EXERCISE BRIEF:
Search the entries for the word "approximate" and return every line where it is found.

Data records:
☆ ☆ ☆ ☆ ☆

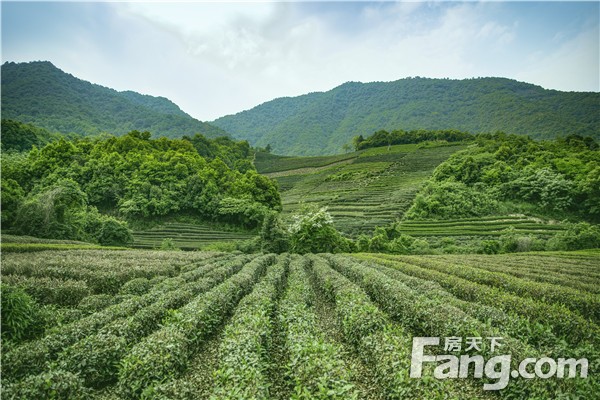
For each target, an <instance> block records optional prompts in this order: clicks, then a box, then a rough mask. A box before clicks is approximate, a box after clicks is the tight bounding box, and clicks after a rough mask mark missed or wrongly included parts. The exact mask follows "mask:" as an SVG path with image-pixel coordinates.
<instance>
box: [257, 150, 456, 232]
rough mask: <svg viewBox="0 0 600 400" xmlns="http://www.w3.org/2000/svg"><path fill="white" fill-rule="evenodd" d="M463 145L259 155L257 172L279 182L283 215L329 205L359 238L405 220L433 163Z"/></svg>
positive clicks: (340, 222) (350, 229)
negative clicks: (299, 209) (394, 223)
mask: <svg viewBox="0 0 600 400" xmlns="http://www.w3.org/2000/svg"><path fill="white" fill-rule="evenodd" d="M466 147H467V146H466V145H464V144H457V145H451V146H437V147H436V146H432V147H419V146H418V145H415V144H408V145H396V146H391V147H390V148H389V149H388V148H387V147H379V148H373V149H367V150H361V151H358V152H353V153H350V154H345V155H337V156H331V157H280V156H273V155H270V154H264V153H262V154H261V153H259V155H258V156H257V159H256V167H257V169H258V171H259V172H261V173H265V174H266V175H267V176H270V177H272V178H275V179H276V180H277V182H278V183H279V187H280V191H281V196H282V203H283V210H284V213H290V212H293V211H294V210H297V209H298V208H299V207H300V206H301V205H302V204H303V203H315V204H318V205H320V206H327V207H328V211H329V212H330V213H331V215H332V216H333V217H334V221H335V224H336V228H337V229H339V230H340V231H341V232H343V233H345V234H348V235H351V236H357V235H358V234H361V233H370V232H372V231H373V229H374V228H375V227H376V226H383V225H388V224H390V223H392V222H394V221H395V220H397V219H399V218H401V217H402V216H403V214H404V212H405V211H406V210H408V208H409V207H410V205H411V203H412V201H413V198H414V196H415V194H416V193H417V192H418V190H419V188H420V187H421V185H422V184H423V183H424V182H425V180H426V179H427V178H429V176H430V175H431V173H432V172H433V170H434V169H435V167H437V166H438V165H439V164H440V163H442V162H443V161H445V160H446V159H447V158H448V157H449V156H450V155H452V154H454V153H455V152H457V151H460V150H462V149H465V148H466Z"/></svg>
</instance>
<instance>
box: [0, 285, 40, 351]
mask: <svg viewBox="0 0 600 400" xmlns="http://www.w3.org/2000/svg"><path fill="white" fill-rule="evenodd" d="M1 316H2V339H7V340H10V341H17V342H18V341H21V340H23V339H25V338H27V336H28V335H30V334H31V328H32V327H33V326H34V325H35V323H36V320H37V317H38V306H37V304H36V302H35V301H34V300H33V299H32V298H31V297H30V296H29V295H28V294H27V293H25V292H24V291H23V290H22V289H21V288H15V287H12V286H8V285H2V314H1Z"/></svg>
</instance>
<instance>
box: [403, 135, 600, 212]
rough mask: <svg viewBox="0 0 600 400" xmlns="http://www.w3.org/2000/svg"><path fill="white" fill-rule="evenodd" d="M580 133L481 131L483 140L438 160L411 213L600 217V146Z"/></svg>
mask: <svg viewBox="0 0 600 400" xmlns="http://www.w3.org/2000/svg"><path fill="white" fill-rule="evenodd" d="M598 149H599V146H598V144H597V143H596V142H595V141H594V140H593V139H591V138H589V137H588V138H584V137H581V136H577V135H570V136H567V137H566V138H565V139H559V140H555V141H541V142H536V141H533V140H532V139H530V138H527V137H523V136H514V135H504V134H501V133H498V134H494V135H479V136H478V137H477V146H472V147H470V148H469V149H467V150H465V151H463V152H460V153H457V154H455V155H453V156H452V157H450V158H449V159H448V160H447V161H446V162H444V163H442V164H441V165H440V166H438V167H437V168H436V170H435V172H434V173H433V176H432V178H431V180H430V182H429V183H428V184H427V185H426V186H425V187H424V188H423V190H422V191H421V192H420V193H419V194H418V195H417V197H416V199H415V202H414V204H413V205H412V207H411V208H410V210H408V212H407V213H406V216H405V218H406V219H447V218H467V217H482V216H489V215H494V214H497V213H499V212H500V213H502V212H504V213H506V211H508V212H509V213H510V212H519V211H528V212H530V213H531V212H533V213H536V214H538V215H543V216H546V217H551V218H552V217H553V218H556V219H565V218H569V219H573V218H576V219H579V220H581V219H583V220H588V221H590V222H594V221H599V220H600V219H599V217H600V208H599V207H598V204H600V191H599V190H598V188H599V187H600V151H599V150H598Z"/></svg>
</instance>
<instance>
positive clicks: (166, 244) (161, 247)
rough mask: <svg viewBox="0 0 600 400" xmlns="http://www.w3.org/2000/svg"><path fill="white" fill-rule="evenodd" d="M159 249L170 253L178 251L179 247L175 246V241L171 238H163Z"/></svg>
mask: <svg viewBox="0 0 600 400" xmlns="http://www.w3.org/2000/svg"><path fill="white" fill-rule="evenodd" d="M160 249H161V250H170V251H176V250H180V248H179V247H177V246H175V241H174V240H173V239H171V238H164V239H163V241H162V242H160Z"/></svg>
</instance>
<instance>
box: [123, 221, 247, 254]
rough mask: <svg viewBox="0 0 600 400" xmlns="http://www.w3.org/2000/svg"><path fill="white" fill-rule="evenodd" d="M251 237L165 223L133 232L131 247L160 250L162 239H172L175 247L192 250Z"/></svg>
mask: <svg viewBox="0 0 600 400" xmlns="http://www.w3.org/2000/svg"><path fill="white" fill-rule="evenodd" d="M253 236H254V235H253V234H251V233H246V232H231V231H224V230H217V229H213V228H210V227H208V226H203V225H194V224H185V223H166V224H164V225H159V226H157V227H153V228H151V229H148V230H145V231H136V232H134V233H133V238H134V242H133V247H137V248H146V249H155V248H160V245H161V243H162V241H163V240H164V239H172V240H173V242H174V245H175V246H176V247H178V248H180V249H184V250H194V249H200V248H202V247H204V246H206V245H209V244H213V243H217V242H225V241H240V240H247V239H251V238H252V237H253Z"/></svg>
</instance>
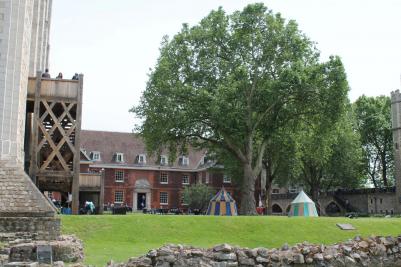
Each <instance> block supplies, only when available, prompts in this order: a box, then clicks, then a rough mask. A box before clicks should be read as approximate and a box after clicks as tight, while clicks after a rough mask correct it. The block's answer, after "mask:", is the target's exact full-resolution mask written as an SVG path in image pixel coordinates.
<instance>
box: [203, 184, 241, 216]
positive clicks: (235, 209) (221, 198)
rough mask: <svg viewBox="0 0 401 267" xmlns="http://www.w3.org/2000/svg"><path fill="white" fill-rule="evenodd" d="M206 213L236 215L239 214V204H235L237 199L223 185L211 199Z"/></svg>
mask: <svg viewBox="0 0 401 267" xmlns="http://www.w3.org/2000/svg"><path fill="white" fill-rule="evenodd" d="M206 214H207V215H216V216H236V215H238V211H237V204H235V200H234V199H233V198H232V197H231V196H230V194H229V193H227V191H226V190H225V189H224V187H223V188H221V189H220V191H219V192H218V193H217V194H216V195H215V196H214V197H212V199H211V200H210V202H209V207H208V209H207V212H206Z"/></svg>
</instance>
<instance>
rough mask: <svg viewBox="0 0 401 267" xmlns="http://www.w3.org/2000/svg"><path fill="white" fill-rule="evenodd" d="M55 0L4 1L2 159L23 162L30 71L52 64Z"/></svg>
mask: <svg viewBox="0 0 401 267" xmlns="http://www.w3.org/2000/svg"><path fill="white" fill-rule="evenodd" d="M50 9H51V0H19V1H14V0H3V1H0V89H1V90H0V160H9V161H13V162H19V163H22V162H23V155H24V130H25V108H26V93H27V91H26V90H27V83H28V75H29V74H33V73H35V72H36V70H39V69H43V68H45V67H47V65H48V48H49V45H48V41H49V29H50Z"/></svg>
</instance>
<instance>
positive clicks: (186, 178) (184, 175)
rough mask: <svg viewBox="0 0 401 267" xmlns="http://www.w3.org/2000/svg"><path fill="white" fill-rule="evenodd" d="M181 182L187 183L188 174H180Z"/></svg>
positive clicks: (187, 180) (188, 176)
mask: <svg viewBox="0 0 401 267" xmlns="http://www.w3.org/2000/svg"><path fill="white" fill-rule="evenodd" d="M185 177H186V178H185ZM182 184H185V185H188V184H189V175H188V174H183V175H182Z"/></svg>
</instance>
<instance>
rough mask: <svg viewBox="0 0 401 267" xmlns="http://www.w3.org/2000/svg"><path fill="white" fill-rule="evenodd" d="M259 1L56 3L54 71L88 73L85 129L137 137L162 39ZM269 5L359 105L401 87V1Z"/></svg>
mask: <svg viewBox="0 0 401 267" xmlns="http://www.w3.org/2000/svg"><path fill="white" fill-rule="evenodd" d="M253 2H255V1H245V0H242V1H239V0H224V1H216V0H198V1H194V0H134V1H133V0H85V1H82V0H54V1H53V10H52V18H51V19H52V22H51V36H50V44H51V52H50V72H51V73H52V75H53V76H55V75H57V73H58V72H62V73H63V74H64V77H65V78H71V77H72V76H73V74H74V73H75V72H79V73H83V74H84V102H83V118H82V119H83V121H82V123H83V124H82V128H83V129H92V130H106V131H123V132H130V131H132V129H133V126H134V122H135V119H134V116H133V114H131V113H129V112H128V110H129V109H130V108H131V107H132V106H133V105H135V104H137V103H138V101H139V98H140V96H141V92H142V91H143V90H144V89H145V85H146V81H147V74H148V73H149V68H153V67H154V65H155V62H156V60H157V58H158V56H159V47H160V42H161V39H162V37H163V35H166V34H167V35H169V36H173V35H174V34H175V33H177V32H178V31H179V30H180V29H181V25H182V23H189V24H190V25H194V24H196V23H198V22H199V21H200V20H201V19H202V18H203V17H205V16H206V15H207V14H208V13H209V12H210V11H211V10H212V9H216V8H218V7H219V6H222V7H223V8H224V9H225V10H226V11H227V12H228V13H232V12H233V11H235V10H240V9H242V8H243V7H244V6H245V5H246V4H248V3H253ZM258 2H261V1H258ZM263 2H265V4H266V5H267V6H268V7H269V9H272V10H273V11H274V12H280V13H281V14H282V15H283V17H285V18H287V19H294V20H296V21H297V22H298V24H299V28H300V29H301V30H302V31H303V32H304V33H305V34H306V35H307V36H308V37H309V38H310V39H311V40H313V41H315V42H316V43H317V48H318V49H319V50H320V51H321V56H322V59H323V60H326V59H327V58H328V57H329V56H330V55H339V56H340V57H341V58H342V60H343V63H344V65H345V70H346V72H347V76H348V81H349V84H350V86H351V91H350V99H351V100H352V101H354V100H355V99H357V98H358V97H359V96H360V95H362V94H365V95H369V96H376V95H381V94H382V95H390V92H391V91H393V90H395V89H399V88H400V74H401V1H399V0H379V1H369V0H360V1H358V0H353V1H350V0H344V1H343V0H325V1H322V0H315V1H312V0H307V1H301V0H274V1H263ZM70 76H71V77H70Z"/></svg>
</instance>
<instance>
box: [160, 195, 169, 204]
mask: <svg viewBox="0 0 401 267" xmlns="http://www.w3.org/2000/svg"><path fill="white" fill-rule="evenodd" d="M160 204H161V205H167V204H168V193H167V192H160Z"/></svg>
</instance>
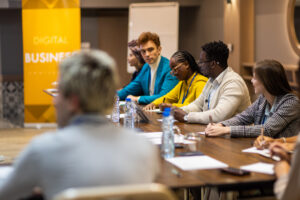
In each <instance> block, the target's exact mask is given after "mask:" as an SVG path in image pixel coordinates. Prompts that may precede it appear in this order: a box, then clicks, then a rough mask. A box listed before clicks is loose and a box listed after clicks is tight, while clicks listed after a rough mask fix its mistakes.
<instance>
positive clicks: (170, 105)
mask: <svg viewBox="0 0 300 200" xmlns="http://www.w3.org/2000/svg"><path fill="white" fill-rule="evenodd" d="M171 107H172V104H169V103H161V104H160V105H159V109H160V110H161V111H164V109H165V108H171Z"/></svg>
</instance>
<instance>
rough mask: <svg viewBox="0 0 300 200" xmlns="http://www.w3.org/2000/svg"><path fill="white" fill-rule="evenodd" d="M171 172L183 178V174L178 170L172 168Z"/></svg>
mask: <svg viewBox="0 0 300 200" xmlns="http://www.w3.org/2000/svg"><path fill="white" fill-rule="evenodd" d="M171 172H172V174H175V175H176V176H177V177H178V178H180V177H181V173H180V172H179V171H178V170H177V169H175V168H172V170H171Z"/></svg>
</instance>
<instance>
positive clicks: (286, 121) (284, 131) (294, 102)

☆ ☆ ☆ ☆ ☆

FINAL ANSWER:
For each target, an <instance> block records optional prompts in this order: clicks, then a box, then a rough mask. A box before clicks is approximate, a box after clicks is the tight bounding box, and clicks after a rough mask mark missed or wrongly included parts. The exact mask follows "mask:" as an SVG path with image-pixel coordinates.
Each <instance> block supplies, only when available, prompts in this order: a box, then clicks, then a rough mask. A box before clicks should be read as approximate and a box after clicks as tight, while clicks after a rough mask correct it. The block's answer, after "mask:", is the target's exact full-resolution mask written as an SVG path in image pixel coordinates.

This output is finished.